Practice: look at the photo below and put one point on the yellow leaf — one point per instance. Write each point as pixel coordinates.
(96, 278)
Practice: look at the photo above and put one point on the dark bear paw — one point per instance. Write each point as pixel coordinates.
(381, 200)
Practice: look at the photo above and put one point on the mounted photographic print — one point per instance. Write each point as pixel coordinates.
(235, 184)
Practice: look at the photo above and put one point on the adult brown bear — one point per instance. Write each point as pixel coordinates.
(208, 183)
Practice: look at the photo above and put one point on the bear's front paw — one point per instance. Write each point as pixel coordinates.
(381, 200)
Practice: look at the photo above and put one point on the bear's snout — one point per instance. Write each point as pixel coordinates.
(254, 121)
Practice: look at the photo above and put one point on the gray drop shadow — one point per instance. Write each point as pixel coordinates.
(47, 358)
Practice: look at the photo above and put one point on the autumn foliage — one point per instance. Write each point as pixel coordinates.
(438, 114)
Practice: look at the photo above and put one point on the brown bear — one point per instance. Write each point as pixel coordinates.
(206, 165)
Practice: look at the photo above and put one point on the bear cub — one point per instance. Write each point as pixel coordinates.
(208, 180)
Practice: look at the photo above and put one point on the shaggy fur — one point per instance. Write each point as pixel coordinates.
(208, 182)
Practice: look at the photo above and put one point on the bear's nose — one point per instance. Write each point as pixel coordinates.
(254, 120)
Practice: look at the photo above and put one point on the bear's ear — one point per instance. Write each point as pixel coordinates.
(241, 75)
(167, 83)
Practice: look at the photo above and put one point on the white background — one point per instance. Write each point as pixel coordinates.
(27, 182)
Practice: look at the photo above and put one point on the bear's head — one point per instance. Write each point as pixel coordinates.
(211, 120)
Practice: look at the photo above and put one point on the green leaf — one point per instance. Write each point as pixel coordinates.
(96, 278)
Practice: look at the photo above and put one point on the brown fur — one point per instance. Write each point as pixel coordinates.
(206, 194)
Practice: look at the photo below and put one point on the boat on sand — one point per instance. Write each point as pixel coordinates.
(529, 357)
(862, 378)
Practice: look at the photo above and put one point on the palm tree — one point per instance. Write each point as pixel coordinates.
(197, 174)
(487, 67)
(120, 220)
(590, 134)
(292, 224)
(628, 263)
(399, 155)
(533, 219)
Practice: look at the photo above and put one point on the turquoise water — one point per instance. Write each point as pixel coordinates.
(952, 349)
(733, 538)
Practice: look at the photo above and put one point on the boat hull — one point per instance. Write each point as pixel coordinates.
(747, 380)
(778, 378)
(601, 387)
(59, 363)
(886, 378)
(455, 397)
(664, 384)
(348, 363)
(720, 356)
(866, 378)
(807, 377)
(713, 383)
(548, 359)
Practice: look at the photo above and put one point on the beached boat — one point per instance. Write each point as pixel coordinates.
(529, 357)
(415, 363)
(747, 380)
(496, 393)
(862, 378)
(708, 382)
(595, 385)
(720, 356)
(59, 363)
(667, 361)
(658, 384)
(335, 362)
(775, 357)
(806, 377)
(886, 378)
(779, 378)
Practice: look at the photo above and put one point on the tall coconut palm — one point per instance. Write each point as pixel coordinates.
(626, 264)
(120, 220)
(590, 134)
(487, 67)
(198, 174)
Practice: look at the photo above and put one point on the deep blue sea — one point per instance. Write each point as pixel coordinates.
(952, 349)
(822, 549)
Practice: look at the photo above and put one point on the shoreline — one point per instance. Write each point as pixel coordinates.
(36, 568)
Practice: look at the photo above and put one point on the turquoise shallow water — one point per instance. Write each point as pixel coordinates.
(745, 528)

━━━

» DESCRIPTION OF THE TASK: Exact output of every entry is required.

» SOLUTION TO THE EXERCISE:
Practice: look at the photo below and put one point on the yellow leaf — one point per instance. Write each point as pixel coordinates.
(96, 278)
Practice: look at the photo above and put one point on the dark bear paw — one point per instance. Write each point as pixel coordinates.
(381, 200)
Practice: look at the photo above and put one point on the mounted photographic print — one point per instance. Write each point as pixel coordinates.
(235, 184)
Practice: look at the photo above and put one point on the adult brown bear — one point per instance. Write each point as pixel coordinates.
(208, 183)
Practice: look at the photo above and put one point on the bear's front paw — one point per instance. Write each point as pixel coordinates.
(381, 200)
Practice: look at the photo above and put one point on the bear's snout — one point per instance. Write each point as pixel coordinates.
(254, 121)
Practice: look at the photo above and put one point on the gray drop shadow — one point per instance. Write each point as pixel coordinates.
(47, 358)
Practice: look at the photo above and put one point on the autumn foliage — one point per instance. Write each point as pixel coordinates.
(438, 114)
Practice: look at the photo above and put one point on the brown bear — one point per instance. Write each point as pixel coordinates.
(206, 165)
Practice: look at the photo above and put one point on the bear cub — one point per instance. Write each point as pixel coordinates.
(208, 180)
Practice: look at the photo above and put one point on the shaggy fur — one point per instance. Write each point as pixel coordinates.
(208, 182)
Practice: look at the photo above and put one point on the bear's nose — one point per instance. Write each point as pixel coordinates.
(254, 120)
Practice: look at the photo above and put one point on the bear's ear — one point per instance. Write each point as pixel coordinates.
(241, 75)
(167, 83)
Practice: look at the photo above and put one point on the white background — one point per instance. Write each point as pixel coordinates.
(27, 182)
Practice: look at the photo above and put one point on the bear's head — one point per instance. Write each point as pixel coordinates.
(211, 120)
Practice: look at the photo above and put one point on the green leaf — one point per instance. Write each point as pixel coordinates.
(96, 278)
Practice: look at the photo above and put one point on the brown fur — one point per instance. Write each point as pixel coordinates.
(206, 194)
Practice: look at the photo below and put one point on the boat on sand — one point per instance. Write each point as pixel coordinates.
(529, 357)
(862, 378)
Practice: look at the photo above and put one point on the palm tree — one point per instance. Write each point as pixel coordinates.
(197, 174)
(487, 67)
(120, 220)
(590, 134)
(292, 224)
(628, 263)
(399, 155)
(533, 219)
Practice: look at the photo above and put one point on the turquoise water — one point per instance. Write each point as pixel coordinates.
(952, 349)
(733, 538)
Practice: look at the photo above and put one point on the boat hull — one point per instance. Write each point as pixel coordinates.
(747, 380)
(778, 378)
(601, 387)
(59, 363)
(886, 378)
(455, 397)
(664, 384)
(348, 363)
(720, 356)
(866, 378)
(807, 377)
(713, 383)
(548, 359)
Practice: look at the photo above and put one point on the beached boat — one point per instance. Write each point as pixel coordinates.
(529, 357)
(415, 363)
(747, 380)
(496, 393)
(862, 378)
(708, 382)
(595, 385)
(720, 356)
(59, 363)
(667, 361)
(658, 384)
(335, 362)
(775, 357)
(806, 377)
(886, 378)
(779, 378)
Practice: look at the photo above and put one point on the tall coconut palm — one point per instance. Write each point as pixel coordinates.
(626, 264)
(120, 220)
(590, 134)
(487, 67)
(198, 174)
Practice: look at the photo above and put one point on the deep blue sea — one point per instance. Write each point as pixel coordinates.
(952, 349)
(822, 549)
Practice: look at the photo above and put one point on the shoreline — one point per instance. Write each point as pixel coordinates.
(36, 568)
Practice: look at the photo above and put one point on the turquoise shallow water — one point per instance. Write each point as pixel coordinates.
(745, 528)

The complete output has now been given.